-- Opening Marker --

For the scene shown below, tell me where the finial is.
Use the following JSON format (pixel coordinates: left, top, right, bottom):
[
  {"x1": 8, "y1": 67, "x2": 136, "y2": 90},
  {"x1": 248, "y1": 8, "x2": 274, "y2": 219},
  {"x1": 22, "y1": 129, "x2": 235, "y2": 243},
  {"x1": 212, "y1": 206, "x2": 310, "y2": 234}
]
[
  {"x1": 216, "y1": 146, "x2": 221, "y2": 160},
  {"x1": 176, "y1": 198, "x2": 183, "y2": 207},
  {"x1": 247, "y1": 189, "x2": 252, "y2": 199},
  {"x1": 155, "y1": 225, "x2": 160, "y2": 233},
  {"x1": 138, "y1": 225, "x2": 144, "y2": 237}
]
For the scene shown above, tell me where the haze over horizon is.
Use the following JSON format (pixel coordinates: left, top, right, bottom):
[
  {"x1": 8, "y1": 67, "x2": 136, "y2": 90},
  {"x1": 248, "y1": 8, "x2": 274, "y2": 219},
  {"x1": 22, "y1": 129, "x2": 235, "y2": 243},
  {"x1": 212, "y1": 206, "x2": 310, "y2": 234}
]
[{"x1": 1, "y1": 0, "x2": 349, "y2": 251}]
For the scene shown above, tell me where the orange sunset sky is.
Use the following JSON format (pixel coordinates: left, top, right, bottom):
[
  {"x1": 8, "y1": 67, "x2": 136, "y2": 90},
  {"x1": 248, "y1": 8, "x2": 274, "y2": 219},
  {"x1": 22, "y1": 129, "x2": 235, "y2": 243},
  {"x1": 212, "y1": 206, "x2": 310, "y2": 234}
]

-- Closing Marker --

# Task description
Make a verbatim copy of every entry shown above.

# Answer section
For the scene shown below, tell me where the finial is.
Use the following JSON format (pixel coordinates: left, top, right, bottom):
[
  {"x1": 8, "y1": 67, "x2": 136, "y2": 90},
  {"x1": 248, "y1": 8, "x2": 274, "y2": 219},
  {"x1": 22, "y1": 129, "x2": 235, "y2": 243},
  {"x1": 212, "y1": 206, "x2": 310, "y2": 234}
]
[
  {"x1": 216, "y1": 146, "x2": 221, "y2": 160},
  {"x1": 176, "y1": 198, "x2": 183, "y2": 207},
  {"x1": 247, "y1": 189, "x2": 252, "y2": 199},
  {"x1": 155, "y1": 225, "x2": 160, "y2": 233},
  {"x1": 138, "y1": 225, "x2": 144, "y2": 237}
]
For the scene shown above, tell me where the haze over horizon is.
Use the following JSON format (pixel coordinates: left, top, right, bottom):
[
  {"x1": 8, "y1": 67, "x2": 136, "y2": 90},
  {"x1": 248, "y1": 8, "x2": 274, "y2": 219},
  {"x1": 22, "y1": 129, "x2": 235, "y2": 243},
  {"x1": 212, "y1": 206, "x2": 310, "y2": 234}
]
[{"x1": 1, "y1": 0, "x2": 349, "y2": 251}]
For the scene shown above, tell me where the orange sunset sky is.
Use the following JSON format (pixel coordinates: left, top, right, bottom):
[
  {"x1": 8, "y1": 67, "x2": 136, "y2": 90},
  {"x1": 248, "y1": 8, "x2": 274, "y2": 219},
  {"x1": 22, "y1": 129, "x2": 235, "y2": 243},
  {"x1": 212, "y1": 206, "x2": 310, "y2": 234}
]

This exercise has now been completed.